EXERCISE OBJECTIVE: Transcribe the records below. Leave nothing out and change nothing.

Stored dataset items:
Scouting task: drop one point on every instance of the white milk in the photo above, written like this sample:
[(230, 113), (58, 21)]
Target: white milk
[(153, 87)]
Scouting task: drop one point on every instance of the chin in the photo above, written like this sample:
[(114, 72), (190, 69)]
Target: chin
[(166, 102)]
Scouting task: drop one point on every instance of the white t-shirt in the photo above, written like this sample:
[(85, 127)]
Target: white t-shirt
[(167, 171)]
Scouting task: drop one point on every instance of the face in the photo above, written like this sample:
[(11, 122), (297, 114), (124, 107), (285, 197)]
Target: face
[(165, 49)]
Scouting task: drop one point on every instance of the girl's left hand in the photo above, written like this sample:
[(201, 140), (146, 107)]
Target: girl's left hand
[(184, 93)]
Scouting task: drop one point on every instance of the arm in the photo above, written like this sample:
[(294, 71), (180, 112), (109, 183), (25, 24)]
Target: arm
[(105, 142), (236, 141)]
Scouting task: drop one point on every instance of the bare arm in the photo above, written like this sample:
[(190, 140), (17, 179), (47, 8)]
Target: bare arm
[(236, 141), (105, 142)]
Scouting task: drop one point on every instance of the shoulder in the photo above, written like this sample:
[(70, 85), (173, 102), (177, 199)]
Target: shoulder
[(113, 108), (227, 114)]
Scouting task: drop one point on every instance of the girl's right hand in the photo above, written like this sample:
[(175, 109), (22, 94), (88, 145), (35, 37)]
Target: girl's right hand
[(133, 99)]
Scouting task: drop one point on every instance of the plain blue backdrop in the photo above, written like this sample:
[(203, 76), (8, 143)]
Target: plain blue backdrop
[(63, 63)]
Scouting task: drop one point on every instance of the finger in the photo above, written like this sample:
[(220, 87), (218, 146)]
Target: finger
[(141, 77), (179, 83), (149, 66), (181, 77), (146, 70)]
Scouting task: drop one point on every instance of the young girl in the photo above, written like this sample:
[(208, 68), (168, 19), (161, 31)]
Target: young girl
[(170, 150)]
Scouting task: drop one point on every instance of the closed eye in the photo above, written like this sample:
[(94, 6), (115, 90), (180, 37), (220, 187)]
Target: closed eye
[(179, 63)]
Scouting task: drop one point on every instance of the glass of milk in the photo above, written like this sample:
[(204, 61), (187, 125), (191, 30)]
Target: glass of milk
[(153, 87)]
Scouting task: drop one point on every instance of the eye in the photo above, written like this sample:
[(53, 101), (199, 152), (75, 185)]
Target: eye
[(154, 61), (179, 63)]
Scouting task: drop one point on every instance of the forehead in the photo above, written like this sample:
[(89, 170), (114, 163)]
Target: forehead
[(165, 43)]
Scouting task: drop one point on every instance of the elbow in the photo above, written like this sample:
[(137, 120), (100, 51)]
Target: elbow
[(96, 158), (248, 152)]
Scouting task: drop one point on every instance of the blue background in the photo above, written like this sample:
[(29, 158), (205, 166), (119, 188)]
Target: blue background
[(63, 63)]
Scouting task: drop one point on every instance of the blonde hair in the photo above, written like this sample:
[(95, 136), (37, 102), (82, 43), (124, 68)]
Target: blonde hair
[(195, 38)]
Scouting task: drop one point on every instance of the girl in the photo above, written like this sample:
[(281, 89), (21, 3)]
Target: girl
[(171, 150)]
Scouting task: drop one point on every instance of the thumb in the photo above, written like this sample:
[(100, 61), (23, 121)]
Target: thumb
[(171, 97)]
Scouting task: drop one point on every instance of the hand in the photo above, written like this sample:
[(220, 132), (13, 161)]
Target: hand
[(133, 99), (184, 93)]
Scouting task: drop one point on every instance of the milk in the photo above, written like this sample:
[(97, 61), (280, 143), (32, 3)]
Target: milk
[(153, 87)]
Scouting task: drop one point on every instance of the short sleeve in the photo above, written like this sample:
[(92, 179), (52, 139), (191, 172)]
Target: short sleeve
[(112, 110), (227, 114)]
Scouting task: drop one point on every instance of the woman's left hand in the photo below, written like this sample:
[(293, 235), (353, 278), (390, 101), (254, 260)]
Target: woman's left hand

EXERCISE ANSWER:
Scouting task: drop one point on every instance of the white milk in the photo above, written like this sample:
[(230, 113), (58, 21)]
Target: white milk
[(153, 87)]
Scouting task: drop one point on every instance of the chin in the photo above, written like this sample:
[(114, 72), (190, 69)]
Target: chin
[(166, 102)]
Scouting task: drop one point on every instance of the white t-shirt in the photo above, written like this sample:
[(85, 127)]
Target: white t-shirt
[(167, 171)]
Scouting task: drop one point on every instance of the face in the photo above, written like this sample:
[(11, 122), (297, 114), (124, 107), (285, 197)]
Target: face
[(165, 49)]
Scouting task: drop one point on every instance of the girl's left hand in the photo above, written like this sample:
[(201, 140), (146, 107)]
Target: girl's left hand
[(184, 93)]
Scouting task: drop one point on every instance of the arm in the photo above, written like this sample:
[(294, 71), (180, 112), (109, 183), (25, 24)]
Target: arm
[(105, 142), (236, 141)]
Scouting task: drop one point on every instance of the bare arm in the photo above, written like this sample:
[(190, 140), (17, 179), (47, 8)]
Target: bare arm
[(236, 141), (105, 142)]
Scouting task: drop one point on every instance of the shoulder in the photo above, written like this sample:
[(70, 85), (173, 102), (177, 199)]
Target: shoulder
[(113, 108), (227, 114)]
Scouting task: drop one point on every instance of the girl's right hand in the photo above, written like this sample:
[(175, 109), (22, 94), (88, 145), (35, 37)]
Target: girl's right hand
[(133, 99)]
Scouting task: drop one point on every instance of the plain blue backdrop in the photo above, written like this sample:
[(203, 76), (8, 143)]
Target: plain blue backdrop
[(63, 63)]
Scouting task: drop one point on every instance of the finger in the photo above, written like this sample:
[(220, 87), (218, 146)]
Target: finger
[(141, 77), (179, 83), (149, 66), (181, 77), (146, 70)]
Scouting task: drop one point on every instance of the young girl in the photo above, written like this sample:
[(208, 68), (168, 19), (161, 31)]
Target: young girl
[(170, 150)]
Scouting task: drop one point on every instance of the closed eye in the photo above, written like this sample:
[(94, 6), (115, 90), (180, 37), (220, 187)]
Target: closed eye
[(179, 63)]
Scouting task: drop one point on every instance of the glass of milk in the photo above, written like this sample:
[(204, 61), (187, 125), (191, 30)]
Target: glass of milk
[(153, 87)]
Scouting task: drop one point on every instance of the eye in the photo above, written like this sample:
[(53, 101), (199, 152), (75, 185)]
Target: eye
[(154, 61), (179, 63)]
Scouting task: drop one point on every instance of the forehead in the photo above, written like this sample:
[(89, 170), (114, 163)]
Target: forehead
[(165, 43)]
Scouting task: drop one point on every instance of the elbow in the photo above, written like this sample:
[(137, 120), (100, 51)]
Target: elbow
[(96, 158), (248, 152)]
Scouting task: drop one point on every instance of the blue background in the photo above, written like this sample:
[(29, 158), (205, 166), (119, 188)]
Target: blue background
[(63, 63)]
Scouting task: drop one point on every instance of the blonde hair in the photo above, written like this sample:
[(95, 136), (37, 102), (82, 43), (124, 68)]
Target: blonde hair
[(195, 38)]
Scouting task: drop one point on every instance of the girl in the photo above, written like this sample:
[(281, 89), (21, 3)]
Target: girl
[(171, 150)]
Scouting task: drop one point on every instance of the thumb in the photo above, written like this sample:
[(100, 61), (23, 121)]
Target: thumb
[(171, 97)]
Scouting task: drop one point on every instance of the hand in the photo above, written like this sample:
[(220, 132), (13, 161)]
Target: hand
[(133, 99), (184, 93)]
Scouting task: drop one point on every instance of the milk in the photo above, written like this sample:
[(97, 61), (280, 143), (32, 3)]
Target: milk
[(153, 87)]
Scouting task: drop one point on every instance of the short sleeve in the photo above, written like this sample:
[(92, 179), (52, 139), (191, 172)]
Target: short sleeve
[(112, 110), (227, 114)]
Scouting task: drop one point on every instance of the woman's left hand in the photo below, written like this sample:
[(293, 235), (353, 278), (390, 101), (254, 260)]
Target: woman's left hand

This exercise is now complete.